◆ YOUR OBJECTIVE ◆
Reproduce every line of the material below, requests included, but multiply each pixel coordinate in the answers by 1.05 and round to whole numbers, rounding halves up; leave the numbers in the requests and their format samples unchanged. Omit the pictures from your answer.
BEGIN MATERIAL PROVIDED
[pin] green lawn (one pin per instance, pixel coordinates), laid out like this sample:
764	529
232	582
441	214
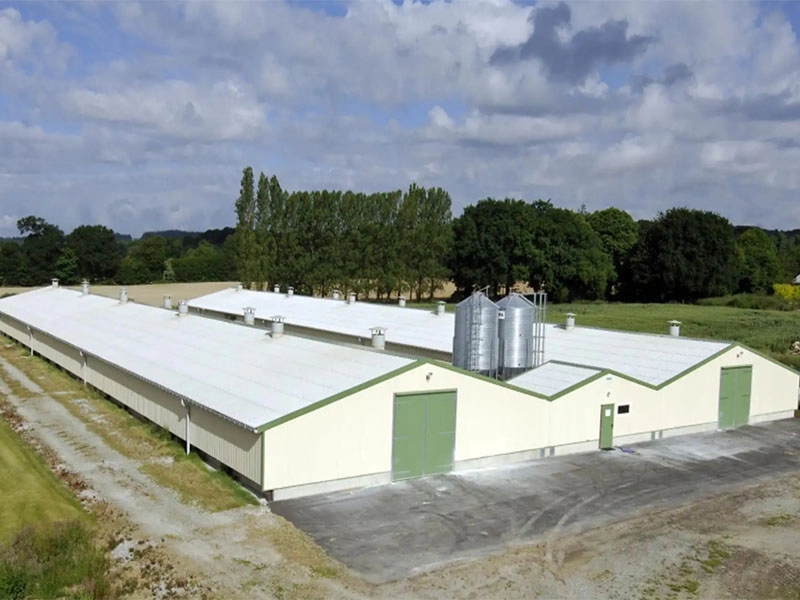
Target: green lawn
768	331
30	494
END MATERIAL PROVIDED
◆ RESPONSE ◆
[pin] green lawn (one pin per instance, pixel coordinates), laid out like this sample:
764	529
232	582
441	214
Target: green lawn
806	348
32	519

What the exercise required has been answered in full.